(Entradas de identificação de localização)
────

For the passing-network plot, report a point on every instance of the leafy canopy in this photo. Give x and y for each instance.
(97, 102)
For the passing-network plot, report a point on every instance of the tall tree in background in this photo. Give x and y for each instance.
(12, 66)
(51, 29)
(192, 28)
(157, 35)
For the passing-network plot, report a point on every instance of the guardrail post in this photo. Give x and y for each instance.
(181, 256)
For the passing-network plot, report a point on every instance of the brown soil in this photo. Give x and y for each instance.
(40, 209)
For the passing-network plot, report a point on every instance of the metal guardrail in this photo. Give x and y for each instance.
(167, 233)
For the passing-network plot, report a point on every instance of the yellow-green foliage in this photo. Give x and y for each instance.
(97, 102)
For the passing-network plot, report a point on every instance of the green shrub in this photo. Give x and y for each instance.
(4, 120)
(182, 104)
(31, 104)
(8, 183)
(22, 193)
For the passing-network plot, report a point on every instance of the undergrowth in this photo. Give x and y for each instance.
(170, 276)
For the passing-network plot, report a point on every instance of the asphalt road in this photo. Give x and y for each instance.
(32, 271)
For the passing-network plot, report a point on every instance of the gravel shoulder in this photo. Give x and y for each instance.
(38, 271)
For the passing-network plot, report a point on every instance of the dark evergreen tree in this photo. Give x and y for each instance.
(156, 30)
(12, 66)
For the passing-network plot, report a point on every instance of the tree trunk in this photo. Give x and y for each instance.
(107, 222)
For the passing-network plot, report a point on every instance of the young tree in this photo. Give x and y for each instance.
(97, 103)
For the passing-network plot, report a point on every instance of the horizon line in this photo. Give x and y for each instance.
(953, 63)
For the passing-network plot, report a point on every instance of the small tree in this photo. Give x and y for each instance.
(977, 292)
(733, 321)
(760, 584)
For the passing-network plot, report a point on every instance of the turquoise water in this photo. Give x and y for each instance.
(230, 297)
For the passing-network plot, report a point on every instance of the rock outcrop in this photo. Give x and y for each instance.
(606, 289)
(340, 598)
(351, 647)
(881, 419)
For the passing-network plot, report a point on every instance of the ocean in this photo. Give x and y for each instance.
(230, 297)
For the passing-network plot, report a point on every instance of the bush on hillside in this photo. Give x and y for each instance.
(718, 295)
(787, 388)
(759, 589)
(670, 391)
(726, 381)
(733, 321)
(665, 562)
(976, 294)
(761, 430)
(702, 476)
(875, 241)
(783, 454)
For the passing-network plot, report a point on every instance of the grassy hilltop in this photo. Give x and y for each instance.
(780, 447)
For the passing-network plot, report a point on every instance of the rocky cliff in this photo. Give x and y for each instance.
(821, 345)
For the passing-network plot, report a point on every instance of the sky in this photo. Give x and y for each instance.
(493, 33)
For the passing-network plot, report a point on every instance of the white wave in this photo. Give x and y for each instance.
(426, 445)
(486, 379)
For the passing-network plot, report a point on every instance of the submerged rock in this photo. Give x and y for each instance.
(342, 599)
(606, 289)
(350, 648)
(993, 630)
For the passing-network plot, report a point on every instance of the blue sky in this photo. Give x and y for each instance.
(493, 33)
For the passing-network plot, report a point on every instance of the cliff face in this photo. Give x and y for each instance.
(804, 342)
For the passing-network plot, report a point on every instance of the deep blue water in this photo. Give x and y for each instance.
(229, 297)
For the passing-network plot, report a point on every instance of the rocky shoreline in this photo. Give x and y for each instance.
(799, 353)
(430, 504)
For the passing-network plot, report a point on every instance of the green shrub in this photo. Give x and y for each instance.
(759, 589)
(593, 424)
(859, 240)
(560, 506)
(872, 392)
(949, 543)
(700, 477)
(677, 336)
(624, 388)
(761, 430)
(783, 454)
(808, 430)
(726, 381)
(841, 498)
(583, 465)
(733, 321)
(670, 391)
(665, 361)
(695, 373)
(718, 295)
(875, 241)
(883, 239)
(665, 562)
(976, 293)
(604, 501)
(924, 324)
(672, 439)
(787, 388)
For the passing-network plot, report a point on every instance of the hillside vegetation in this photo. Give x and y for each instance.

────

- [O QUE SE PEDE]: Filtre o material acima e copie todas as linhas que contenham a palavra "hillside". Considere a distinção entre maiúsculas e minúsculas.

- [RESOLUÇÃO]:
For the passing-network plot, report a point on every instance of the bush on hillside in this photo. Give x and y for each instance.
For the passing-network plot, report a point on every instance of the hillside vegetation in this photo. Give x and y for each instance.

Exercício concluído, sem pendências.